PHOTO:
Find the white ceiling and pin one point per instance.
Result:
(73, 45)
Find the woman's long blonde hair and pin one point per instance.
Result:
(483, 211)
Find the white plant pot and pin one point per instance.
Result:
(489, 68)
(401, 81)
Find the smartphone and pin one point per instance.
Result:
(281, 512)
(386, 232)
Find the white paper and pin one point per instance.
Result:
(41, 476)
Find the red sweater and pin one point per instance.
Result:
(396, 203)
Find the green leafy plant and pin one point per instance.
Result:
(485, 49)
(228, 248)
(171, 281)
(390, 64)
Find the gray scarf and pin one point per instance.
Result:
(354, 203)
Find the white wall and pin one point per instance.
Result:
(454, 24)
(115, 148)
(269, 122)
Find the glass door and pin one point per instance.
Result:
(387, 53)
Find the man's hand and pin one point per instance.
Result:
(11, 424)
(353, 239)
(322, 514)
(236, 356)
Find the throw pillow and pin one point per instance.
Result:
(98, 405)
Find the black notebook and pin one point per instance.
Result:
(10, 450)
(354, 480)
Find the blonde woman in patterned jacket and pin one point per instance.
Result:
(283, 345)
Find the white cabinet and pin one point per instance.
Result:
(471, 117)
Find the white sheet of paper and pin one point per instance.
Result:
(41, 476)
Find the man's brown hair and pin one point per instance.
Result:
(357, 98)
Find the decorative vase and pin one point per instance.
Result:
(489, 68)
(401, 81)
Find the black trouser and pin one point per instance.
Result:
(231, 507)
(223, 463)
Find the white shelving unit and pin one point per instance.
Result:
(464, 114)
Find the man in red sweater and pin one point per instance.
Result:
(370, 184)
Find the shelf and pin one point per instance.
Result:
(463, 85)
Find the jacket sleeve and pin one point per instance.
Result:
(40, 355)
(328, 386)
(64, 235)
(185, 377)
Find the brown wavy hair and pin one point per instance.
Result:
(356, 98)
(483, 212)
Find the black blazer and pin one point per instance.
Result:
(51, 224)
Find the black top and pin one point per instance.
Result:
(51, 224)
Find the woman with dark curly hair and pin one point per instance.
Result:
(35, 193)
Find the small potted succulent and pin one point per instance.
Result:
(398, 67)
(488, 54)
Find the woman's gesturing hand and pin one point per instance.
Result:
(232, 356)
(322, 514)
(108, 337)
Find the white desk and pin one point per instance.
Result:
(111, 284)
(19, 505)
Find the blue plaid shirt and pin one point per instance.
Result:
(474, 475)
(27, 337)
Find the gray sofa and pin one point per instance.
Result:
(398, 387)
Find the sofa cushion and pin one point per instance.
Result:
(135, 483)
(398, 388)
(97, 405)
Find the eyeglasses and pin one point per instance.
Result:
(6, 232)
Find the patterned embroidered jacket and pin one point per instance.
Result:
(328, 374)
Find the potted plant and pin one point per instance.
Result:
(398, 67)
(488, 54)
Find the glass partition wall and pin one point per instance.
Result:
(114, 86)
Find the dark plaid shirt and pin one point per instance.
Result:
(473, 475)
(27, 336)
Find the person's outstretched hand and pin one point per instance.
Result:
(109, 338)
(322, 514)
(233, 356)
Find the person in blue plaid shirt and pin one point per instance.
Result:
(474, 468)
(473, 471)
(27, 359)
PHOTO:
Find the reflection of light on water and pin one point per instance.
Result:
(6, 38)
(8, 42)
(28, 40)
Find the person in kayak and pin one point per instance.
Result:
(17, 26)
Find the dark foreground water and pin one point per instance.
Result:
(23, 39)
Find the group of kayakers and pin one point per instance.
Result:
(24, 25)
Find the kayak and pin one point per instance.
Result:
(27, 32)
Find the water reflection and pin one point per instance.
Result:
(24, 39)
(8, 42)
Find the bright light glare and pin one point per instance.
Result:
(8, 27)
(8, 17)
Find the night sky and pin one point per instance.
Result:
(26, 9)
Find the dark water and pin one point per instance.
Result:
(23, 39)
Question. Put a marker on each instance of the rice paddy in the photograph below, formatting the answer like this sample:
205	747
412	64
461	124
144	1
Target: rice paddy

+++

Problem requirements: When a line of the data above holds the string "shirt", count it, and reply with the resulting number only.

Response: 3